WORK INSTRUCTION >> In the listing beneath this line, copy exactly the lines starting with the one containing "Target: chrome shower head" and going on through the one containing "of the non-slip".

--- DATA FOR PROCESSING ---

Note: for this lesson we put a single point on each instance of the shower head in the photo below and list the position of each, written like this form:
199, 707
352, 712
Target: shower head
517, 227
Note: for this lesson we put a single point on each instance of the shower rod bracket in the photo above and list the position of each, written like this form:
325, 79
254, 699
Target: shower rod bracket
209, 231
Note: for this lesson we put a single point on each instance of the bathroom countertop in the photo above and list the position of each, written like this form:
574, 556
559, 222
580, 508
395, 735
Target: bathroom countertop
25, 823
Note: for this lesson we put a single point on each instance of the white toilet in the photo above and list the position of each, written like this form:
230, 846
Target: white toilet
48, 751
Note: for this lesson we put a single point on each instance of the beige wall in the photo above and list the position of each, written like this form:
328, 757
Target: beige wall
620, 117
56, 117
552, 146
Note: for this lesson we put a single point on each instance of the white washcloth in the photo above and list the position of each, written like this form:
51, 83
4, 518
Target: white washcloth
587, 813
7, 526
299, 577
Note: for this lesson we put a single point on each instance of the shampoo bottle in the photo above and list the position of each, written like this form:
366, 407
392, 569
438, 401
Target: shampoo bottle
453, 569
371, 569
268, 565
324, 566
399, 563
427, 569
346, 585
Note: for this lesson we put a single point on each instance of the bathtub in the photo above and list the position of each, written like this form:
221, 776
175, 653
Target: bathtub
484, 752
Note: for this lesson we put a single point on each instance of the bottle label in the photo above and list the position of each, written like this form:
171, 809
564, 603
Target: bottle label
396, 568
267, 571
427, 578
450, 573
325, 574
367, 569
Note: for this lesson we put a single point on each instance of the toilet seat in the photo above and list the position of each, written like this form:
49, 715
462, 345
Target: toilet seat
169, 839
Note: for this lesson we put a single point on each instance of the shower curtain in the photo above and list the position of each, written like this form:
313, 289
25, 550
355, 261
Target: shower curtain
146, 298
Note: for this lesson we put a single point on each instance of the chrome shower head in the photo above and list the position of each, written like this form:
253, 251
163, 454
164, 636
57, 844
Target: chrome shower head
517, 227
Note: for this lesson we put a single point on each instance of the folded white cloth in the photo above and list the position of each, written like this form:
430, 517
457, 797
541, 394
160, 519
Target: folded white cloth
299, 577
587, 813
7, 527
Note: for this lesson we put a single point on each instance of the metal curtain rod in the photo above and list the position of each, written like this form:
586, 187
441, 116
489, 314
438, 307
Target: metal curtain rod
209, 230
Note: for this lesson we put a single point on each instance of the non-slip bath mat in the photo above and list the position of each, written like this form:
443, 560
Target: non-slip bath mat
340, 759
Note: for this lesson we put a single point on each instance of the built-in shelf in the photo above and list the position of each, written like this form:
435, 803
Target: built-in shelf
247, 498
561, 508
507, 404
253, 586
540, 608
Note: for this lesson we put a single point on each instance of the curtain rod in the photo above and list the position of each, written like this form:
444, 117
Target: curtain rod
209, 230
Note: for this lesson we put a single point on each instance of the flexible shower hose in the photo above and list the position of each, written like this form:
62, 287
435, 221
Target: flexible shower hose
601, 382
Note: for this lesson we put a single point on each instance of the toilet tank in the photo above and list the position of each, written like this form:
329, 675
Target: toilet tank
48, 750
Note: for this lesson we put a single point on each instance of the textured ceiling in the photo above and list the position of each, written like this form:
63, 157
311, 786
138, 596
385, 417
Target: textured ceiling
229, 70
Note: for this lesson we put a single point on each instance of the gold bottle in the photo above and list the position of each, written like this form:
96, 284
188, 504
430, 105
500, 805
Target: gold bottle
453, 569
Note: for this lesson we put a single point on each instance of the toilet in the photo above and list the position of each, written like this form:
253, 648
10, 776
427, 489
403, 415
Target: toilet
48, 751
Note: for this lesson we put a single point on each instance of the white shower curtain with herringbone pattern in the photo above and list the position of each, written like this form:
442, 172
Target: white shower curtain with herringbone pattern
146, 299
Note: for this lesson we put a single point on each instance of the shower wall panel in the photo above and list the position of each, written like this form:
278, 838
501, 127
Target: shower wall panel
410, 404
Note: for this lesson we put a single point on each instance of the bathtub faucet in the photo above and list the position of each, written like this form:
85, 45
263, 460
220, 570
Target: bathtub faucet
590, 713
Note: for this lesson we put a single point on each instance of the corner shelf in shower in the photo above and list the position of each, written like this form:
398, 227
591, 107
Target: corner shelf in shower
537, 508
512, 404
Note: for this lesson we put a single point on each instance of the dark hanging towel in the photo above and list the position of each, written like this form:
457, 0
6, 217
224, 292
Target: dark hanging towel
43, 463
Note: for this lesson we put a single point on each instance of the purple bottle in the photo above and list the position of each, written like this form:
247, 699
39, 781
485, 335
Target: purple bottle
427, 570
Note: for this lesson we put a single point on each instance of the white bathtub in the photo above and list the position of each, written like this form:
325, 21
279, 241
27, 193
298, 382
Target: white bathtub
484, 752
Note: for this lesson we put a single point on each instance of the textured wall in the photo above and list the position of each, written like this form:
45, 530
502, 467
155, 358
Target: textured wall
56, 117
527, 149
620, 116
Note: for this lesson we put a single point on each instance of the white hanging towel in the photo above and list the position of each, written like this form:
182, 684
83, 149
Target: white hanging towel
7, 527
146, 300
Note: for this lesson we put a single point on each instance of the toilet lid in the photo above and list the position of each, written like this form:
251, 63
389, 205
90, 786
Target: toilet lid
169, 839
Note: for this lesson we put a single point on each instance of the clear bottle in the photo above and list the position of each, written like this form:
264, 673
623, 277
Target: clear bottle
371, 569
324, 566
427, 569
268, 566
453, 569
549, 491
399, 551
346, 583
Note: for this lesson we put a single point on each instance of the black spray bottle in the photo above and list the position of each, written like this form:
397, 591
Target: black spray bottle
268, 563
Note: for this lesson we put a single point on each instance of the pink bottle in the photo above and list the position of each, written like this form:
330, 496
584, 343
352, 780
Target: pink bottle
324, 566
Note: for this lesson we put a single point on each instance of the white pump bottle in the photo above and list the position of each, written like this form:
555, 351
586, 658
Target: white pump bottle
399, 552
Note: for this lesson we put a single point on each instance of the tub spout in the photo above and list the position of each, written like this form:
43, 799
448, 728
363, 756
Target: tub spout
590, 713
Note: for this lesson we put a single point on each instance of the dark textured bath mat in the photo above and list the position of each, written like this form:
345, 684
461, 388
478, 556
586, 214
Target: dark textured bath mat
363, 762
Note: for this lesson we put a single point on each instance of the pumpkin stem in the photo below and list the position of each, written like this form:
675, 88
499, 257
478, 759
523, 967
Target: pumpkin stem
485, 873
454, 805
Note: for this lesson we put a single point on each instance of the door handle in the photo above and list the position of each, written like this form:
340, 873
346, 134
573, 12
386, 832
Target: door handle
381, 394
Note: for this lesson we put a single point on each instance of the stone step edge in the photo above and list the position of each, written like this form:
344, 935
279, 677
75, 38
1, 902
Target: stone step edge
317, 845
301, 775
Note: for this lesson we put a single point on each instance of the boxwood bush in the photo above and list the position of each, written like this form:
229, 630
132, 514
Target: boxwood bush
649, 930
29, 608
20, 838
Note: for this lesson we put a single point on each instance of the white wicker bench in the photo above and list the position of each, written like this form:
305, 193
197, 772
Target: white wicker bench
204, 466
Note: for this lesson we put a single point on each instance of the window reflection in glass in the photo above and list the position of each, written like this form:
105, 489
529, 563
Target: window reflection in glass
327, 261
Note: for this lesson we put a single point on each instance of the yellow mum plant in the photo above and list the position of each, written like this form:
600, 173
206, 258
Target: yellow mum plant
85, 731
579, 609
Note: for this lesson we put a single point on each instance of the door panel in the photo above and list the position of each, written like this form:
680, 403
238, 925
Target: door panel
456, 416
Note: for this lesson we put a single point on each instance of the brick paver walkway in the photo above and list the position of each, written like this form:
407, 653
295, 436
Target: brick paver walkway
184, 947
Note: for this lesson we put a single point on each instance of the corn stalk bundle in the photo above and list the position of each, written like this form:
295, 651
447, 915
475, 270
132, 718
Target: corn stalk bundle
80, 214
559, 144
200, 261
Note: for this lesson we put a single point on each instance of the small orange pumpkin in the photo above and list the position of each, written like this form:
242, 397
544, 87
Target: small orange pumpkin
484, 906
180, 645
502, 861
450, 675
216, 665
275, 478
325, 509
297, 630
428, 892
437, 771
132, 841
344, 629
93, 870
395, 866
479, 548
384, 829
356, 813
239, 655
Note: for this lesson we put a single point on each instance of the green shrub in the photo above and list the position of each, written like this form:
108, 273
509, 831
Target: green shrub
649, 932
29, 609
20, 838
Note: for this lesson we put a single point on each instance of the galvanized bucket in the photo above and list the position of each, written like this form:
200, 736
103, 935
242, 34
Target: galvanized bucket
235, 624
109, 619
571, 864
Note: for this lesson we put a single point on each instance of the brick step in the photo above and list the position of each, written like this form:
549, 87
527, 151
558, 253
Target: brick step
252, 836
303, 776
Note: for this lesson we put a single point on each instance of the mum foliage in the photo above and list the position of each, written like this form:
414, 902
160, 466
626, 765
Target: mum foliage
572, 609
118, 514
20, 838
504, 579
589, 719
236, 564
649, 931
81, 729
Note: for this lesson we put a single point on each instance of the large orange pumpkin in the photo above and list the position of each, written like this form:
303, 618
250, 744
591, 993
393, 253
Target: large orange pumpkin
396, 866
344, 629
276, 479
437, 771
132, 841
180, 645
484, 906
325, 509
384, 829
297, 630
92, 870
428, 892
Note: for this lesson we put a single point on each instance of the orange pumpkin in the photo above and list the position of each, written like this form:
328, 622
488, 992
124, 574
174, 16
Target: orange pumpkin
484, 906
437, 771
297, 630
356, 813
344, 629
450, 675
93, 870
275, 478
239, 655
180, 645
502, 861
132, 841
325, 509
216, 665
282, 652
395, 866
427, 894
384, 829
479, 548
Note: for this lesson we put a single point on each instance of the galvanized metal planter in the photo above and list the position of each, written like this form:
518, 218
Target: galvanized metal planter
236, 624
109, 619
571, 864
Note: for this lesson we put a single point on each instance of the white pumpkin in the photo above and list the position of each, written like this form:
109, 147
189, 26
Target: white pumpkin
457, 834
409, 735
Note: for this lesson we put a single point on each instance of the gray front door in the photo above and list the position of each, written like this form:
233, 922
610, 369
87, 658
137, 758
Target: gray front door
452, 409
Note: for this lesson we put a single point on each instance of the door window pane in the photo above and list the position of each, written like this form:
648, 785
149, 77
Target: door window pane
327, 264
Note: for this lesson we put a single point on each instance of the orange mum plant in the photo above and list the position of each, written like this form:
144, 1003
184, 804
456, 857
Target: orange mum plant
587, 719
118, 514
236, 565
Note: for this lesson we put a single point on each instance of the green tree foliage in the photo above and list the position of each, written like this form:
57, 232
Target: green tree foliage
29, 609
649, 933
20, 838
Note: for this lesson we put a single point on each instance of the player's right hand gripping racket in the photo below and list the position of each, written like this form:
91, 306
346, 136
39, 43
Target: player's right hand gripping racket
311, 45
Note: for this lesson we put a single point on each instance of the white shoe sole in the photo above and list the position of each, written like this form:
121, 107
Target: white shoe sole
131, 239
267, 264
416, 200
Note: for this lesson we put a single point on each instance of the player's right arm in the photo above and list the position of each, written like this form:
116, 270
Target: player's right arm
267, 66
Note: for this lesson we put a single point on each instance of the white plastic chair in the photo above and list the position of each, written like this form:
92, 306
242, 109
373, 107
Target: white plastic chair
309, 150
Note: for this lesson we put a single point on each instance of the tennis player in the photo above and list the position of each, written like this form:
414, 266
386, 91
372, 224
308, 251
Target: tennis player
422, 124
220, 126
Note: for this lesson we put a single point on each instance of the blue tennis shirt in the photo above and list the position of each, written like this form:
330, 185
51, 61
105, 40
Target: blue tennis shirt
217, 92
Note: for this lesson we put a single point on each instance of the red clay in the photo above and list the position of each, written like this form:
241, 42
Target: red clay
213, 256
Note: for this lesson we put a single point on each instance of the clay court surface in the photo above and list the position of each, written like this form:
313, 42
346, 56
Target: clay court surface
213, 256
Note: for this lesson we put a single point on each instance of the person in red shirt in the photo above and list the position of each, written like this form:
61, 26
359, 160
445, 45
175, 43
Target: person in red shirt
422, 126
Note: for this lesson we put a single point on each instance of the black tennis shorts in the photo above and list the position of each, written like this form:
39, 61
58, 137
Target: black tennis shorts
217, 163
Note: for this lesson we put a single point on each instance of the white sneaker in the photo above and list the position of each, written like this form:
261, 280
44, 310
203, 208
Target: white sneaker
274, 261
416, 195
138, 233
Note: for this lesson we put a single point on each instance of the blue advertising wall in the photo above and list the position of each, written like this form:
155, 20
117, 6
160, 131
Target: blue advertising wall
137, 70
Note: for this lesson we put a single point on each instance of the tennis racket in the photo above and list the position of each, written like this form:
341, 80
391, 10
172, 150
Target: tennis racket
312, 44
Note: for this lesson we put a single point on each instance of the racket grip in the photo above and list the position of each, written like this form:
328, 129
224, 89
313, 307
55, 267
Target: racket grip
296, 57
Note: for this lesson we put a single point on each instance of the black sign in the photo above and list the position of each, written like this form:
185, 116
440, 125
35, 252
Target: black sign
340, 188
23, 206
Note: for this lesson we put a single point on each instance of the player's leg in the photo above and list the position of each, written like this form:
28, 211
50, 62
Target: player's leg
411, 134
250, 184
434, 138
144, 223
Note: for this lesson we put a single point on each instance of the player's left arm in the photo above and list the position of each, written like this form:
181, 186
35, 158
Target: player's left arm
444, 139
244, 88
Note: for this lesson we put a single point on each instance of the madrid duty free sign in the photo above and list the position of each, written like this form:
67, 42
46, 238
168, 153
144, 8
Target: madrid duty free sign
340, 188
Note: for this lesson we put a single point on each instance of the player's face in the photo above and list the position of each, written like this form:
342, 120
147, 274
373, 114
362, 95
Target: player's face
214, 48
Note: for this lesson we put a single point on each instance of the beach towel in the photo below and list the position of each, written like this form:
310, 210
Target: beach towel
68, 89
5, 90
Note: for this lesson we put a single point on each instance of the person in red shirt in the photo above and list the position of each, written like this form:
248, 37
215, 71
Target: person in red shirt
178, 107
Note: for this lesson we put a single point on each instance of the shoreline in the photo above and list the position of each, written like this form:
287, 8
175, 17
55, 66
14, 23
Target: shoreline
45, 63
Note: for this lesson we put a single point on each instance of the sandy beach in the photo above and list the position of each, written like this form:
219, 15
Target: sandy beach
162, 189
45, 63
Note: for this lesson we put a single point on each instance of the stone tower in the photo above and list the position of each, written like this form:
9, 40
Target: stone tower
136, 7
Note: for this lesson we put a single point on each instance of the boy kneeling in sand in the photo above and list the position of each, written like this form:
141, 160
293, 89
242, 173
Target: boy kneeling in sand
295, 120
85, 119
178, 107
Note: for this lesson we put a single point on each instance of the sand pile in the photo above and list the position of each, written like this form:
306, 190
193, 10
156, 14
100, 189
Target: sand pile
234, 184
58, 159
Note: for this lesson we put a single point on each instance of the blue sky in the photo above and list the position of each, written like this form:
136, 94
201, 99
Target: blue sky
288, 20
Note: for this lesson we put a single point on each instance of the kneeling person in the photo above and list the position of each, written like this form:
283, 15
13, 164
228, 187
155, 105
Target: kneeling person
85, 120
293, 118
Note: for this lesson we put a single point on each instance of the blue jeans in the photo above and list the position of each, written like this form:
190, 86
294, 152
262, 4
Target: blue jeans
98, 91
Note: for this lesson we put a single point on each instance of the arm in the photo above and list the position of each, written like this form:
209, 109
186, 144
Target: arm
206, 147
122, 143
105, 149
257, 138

---

RESPONSE FOR THIS EXERCISE >>
Target: chrome shower head
517, 227
Note: for this lesson we put a single point on each instance of the folded white cloth in the photo above and list the position of each, written like this form:
430, 517
457, 797
541, 394
160, 519
Target: folded white cloth
299, 577
587, 813
7, 527
Note: for this lesson we put a single point on each instance of the metal curtain rod in the photo above and list the position of each, written like this form:
586, 187
441, 116
489, 314
438, 307
Target: metal curtain rod
209, 230
Note: for this lesson we put a single point on each instance of the non-slip bath mat in the photo above and list the position of each, written like this form:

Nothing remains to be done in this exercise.